What the task requires —
Please reproduce everything in the listing below from the line containing "Could you point at the smartphone" down to the line containing "<point>554,413</point>", with both of those lines included and nothing else.

Given data —
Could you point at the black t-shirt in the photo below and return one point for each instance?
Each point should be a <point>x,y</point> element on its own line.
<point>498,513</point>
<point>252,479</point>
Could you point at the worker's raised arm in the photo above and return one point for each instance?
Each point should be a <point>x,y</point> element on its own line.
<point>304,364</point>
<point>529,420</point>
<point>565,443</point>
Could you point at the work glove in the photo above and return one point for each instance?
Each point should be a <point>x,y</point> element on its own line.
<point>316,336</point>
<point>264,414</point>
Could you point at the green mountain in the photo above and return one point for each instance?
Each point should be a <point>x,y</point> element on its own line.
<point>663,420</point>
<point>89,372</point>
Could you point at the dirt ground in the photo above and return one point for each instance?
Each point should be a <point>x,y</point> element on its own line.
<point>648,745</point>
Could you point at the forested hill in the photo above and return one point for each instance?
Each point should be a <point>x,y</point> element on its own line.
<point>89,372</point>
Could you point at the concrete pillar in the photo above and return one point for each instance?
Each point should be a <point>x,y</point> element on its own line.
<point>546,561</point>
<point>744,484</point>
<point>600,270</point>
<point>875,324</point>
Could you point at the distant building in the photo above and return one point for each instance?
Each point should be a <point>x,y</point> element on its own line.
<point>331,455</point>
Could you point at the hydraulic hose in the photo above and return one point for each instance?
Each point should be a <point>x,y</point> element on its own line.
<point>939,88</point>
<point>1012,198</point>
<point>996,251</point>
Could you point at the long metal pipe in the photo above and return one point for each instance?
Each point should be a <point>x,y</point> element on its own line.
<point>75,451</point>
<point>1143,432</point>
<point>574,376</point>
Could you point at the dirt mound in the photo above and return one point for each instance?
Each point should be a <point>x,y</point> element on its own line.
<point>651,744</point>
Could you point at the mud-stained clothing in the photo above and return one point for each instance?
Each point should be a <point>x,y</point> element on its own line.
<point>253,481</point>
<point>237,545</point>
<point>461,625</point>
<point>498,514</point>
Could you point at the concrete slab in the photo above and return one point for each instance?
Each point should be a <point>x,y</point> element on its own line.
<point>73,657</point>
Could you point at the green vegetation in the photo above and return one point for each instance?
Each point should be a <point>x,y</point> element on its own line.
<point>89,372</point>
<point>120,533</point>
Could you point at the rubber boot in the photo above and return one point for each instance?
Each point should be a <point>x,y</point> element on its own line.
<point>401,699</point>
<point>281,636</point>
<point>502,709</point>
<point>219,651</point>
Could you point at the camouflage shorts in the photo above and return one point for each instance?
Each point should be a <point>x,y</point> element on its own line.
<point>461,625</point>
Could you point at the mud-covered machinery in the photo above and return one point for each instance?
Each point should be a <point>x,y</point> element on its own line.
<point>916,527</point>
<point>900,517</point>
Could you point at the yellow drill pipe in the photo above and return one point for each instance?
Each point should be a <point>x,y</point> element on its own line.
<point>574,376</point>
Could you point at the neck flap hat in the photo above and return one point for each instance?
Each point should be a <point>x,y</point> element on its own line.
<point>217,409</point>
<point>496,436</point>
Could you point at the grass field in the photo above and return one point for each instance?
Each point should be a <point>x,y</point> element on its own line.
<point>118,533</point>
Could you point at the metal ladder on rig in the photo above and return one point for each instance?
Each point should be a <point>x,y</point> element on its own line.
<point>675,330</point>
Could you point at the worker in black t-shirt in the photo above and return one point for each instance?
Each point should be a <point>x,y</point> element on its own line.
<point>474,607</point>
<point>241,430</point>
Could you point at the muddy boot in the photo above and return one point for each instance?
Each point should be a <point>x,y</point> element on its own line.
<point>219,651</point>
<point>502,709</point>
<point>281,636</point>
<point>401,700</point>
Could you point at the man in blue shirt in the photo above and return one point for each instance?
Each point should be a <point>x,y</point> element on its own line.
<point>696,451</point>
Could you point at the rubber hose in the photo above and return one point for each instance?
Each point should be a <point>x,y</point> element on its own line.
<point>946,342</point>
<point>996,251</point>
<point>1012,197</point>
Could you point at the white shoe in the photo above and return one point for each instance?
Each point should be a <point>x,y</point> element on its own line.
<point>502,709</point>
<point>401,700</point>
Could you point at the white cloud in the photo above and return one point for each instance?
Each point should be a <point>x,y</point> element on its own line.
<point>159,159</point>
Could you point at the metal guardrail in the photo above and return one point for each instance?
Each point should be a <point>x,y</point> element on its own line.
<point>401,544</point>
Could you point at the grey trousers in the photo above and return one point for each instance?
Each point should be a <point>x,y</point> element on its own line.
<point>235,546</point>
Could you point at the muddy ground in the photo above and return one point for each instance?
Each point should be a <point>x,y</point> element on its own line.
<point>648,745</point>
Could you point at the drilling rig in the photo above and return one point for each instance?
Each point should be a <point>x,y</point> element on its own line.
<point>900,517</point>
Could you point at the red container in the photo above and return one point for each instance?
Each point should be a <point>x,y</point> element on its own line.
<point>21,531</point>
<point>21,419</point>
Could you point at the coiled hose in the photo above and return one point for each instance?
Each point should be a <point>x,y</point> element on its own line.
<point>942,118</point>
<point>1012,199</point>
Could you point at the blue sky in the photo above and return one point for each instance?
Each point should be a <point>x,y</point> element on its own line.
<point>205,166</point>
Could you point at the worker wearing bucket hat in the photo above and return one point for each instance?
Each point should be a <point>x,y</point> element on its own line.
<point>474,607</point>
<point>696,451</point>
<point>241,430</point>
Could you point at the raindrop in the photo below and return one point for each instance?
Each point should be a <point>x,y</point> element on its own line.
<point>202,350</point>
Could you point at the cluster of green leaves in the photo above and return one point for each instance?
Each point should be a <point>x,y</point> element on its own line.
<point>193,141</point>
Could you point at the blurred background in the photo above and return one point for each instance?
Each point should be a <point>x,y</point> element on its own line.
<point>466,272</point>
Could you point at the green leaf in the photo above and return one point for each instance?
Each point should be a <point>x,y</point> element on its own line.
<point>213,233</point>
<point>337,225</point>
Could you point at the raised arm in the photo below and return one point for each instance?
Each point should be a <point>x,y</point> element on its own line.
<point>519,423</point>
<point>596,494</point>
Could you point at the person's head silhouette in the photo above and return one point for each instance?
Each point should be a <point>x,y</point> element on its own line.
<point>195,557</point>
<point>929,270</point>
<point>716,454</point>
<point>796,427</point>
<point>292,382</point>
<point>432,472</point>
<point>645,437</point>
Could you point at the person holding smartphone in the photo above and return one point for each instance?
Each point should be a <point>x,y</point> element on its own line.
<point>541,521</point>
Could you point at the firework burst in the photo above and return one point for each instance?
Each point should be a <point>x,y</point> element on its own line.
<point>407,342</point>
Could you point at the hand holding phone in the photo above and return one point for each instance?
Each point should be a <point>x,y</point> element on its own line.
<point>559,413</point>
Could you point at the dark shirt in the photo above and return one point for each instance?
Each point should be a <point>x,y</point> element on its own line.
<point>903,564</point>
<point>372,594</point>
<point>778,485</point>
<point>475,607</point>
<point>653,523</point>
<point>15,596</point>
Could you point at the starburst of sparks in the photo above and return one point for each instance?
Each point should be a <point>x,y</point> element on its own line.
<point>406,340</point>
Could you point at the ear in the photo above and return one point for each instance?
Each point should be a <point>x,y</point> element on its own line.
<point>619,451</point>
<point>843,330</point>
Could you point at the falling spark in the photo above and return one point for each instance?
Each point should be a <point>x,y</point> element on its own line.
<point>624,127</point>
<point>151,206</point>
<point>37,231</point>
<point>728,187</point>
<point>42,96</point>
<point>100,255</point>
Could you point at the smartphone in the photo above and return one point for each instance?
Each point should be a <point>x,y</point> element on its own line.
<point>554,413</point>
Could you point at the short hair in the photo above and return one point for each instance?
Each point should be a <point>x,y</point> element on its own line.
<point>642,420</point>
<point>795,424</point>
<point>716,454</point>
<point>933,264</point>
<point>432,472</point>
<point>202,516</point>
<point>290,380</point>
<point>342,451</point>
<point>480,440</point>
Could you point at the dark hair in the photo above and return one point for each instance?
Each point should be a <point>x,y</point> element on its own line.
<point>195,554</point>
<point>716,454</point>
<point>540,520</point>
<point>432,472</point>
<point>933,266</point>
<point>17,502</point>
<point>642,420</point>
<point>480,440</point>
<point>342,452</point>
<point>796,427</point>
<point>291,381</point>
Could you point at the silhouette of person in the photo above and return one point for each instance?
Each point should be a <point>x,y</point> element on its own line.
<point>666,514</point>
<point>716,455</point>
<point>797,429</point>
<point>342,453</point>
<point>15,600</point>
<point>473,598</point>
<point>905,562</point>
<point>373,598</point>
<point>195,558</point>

Response to the task —
Could you point at the smartphone in the photo above and return one point for each instance?
Each point should be a <point>x,y</point> element on its own line.
<point>554,413</point>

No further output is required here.